EXTRACTO DE LA FUENTE

╔══

Más allá del grado de centralización real de nuestra geografía productiva, el monopolio constituye el animal mitológico más odiado de la teoría económica convencional. Sobre el papel, la realidad monopolística representa la antítesis distribucional del marco de la competencia perfecta.  Una amenaza de mercado que desvirtúa el proceso de fijación del precio, impone un sobrecoste ilegítimo al comprador y compromete la solución de equilibrio bajo la cual la eficiencia económica es teóricamente máxima.

De una u otra manera, la falta de un marco competitivo-agencial es la distorsión a la que ontología económica convencional culpa y responsabiliza de todo plano de desarrollo socio-económico manifiestamente sub-óptimo. Una crítica que se proyecta apoyándose en la -cómoda- idea de que un monopolio solo puede nacer por medio una proyección de poder cuyo punto de origen se encuentra siempre fuera del espacio competitivo mercantil.

Para los representantes de esta cosmología, ya sea en el ámbito material público o privado, el monopolio retuerce interesadamente el ideal de justicia competitivo-agencial para crear soluciones distribucionales anti-sociales. «Accidentes» de mercado provocados que imponen a la sociedad una serie de costes ilegítimos que requieren de un correctivo interventor. Un ajuste que puede tomar tanto una forma extra-mercado, la represión del margen de maniobra político que se cree responsable de dicha distorsión, como también intra-mercado. Evidentemente, bajo el absolutismo invertido neoliberal, solo la primera de dichas opciones posee posibilidades políticas de ver la luz.

╚══

DATOS PROPORCIONADOS
╔══

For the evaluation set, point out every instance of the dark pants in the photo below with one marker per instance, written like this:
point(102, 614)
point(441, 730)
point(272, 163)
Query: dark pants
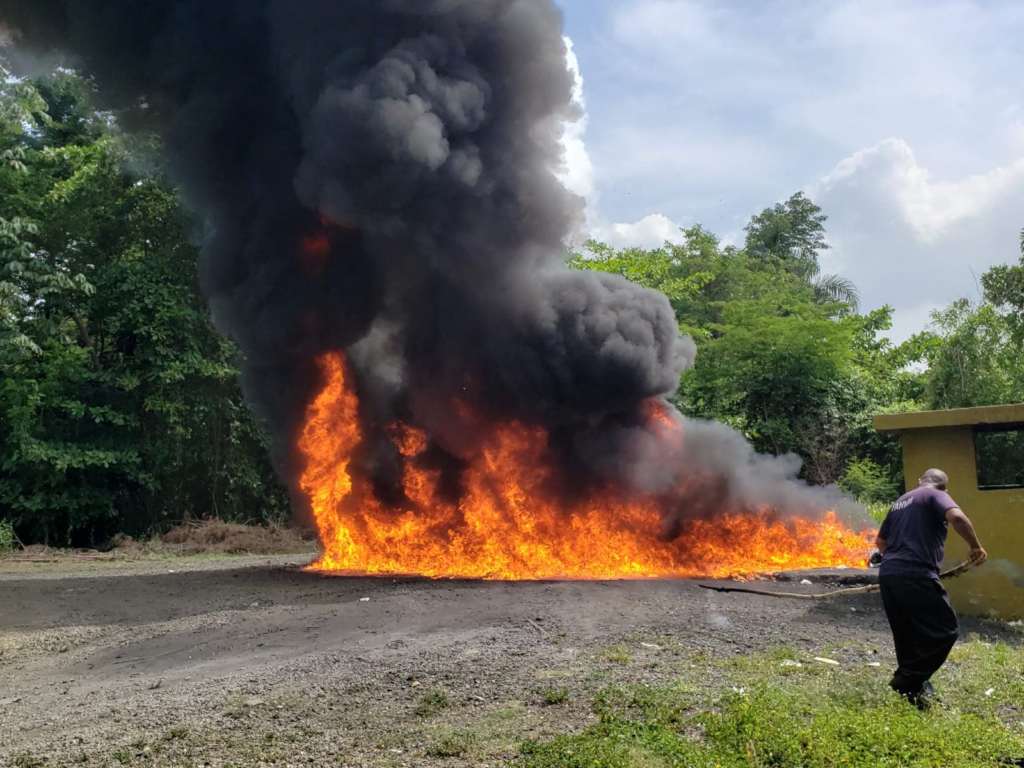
point(925, 628)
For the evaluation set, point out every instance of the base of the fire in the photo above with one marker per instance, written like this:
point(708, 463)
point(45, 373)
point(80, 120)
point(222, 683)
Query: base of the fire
point(732, 547)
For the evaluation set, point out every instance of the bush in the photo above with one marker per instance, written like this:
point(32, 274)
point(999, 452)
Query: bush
point(6, 538)
point(868, 482)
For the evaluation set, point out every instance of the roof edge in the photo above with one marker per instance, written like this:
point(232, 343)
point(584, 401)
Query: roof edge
point(962, 417)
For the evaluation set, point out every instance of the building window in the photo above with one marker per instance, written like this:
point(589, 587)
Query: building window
point(999, 455)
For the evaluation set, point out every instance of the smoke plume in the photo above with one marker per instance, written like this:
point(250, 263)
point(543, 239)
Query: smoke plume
point(379, 177)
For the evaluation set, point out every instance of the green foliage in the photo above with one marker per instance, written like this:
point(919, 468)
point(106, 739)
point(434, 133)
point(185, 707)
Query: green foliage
point(120, 408)
point(868, 482)
point(454, 743)
point(780, 355)
point(431, 704)
point(6, 538)
point(806, 718)
point(980, 360)
point(552, 697)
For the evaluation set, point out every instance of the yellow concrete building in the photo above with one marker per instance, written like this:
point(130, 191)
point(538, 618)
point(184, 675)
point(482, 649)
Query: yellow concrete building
point(979, 449)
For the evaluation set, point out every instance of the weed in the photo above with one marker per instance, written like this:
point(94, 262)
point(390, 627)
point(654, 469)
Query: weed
point(617, 653)
point(451, 744)
point(6, 538)
point(431, 704)
point(551, 697)
point(813, 717)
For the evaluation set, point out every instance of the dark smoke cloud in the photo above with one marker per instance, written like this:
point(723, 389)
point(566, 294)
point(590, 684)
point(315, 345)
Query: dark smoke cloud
point(377, 176)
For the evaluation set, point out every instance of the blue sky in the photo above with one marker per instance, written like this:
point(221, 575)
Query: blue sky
point(902, 119)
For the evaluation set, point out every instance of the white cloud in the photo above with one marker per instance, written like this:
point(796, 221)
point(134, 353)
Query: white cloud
point(578, 170)
point(578, 175)
point(650, 231)
point(913, 242)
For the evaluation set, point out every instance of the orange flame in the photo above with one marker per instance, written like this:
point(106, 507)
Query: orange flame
point(504, 527)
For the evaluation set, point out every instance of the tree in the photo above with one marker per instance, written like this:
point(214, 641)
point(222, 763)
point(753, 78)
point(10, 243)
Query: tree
point(781, 355)
point(793, 235)
point(120, 408)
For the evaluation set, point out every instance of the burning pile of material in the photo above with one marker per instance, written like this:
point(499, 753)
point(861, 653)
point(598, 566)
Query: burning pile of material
point(385, 241)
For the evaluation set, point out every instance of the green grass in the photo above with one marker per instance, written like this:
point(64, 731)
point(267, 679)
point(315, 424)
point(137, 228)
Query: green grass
point(453, 743)
point(763, 714)
point(617, 653)
point(551, 697)
point(879, 510)
point(431, 704)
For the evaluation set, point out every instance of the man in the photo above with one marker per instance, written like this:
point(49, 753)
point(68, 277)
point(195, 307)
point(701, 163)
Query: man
point(912, 542)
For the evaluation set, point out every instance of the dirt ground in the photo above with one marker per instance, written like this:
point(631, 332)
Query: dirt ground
point(251, 662)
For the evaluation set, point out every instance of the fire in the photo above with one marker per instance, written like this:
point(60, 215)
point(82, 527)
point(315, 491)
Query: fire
point(504, 526)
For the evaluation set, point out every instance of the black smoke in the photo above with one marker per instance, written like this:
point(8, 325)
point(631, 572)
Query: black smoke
point(378, 176)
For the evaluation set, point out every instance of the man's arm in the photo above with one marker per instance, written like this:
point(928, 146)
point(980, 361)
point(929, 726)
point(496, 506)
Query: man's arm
point(962, 524)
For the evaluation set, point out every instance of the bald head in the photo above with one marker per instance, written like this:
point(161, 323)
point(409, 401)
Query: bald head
point(935, 478)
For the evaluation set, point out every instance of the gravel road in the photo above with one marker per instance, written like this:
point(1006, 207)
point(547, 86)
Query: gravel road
point(252, 662)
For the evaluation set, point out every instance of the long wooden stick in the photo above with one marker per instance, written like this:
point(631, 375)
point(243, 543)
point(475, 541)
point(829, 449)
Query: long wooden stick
point(951, 573)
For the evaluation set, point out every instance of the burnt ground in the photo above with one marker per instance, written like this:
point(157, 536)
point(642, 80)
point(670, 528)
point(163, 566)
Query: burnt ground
point(253, 662)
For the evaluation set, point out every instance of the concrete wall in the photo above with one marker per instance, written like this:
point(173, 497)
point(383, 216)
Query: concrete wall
point(997, 587)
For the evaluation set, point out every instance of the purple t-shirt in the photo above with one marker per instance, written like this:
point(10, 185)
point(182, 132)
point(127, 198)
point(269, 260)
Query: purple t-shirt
point(914, 532)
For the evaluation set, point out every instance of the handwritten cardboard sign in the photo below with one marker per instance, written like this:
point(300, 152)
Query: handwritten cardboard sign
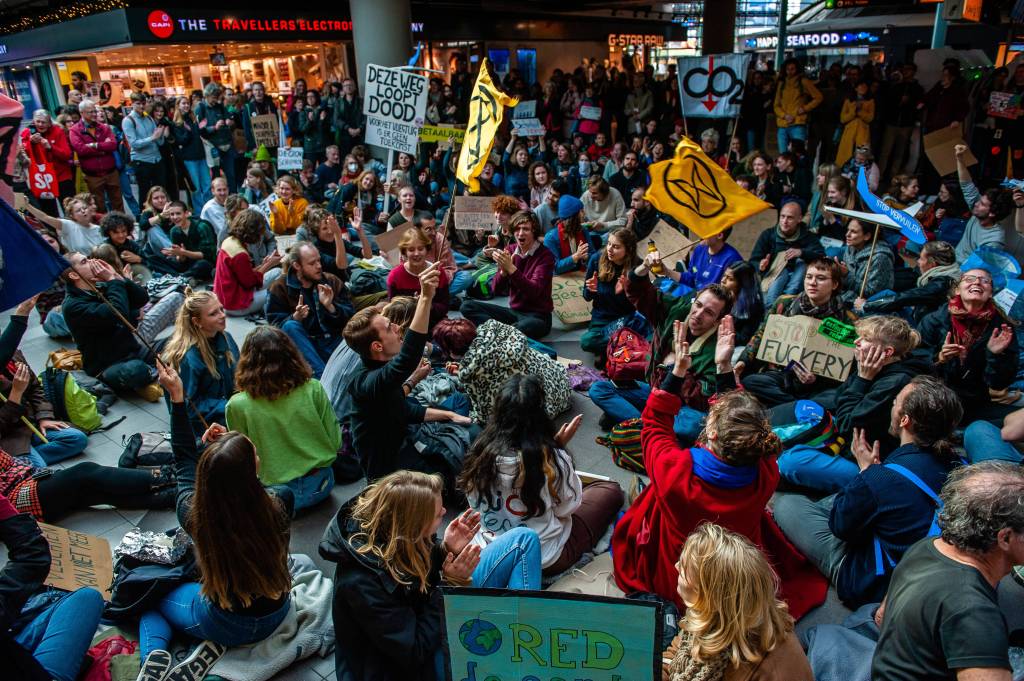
point(265, 130)
point(78, 560)
point(566, 294)
point(474, 213)
point(787, 338)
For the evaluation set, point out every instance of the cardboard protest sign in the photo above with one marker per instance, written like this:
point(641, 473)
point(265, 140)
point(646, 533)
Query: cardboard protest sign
point(787, 338)
point(78, 560)
point(474, 213)
point(939, 149)
point(290, 158)
point(524, 120)
point(566, 294)
point(265, 130)
point(713, 84)
point(491, 634)
point(394, 103)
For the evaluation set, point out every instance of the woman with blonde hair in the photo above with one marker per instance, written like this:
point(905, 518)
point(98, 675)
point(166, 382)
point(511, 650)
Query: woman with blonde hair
point(205, 355)
point(387, 604)
point(723, 637)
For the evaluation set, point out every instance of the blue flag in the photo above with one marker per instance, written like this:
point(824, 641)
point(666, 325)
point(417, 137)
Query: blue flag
point(28, 264)
point(908, 226)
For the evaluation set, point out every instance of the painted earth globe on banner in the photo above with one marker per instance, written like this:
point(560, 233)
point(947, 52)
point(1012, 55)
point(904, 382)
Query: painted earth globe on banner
point(480, 637)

╚══

LA TAREA
Prolonga el texto sobre el monopolio en la teoría económica convencional a partir de su última oración.

RESPUESTA A LA TAREA
A pesar de su alto nivel de consolidamiento en el imaginario colectivo actual, la máxima teórica de que el sostenimiento del ideal competitivo es una cuestión que nos afecta y concierne a todos está muy lejos de no admitir efectiva contestación. La conceptualización competitiva convencional de la ineficiencia económica plantea varios problemas lógicos e interpretativos a múltiples niveles. No es una idea a la que todos deberíamos adherirnos acríticamente y resulta relativamente fácil exponer por qué.

Si eliminamos todos los aquellos supuestos en los que la solución monopolística se deriva de un marco tecnológico que únicamente reprime el poder negociador del trabajo –como Uber, Glovo, etc.- o emerge de una fenomenología ajena al mercado –como monopolios naturales, corrupción, etc.-, el monopolio tiene como causa más común una mejor gestión de la productividad. Un uso comparativamente más eficiente de los recursos al alcance de una determinada unidad de producción. Capitales que han optimizado su potencial y alcance escalar para dominar el ámbito de la realización del sector y quebrar así a su competencia.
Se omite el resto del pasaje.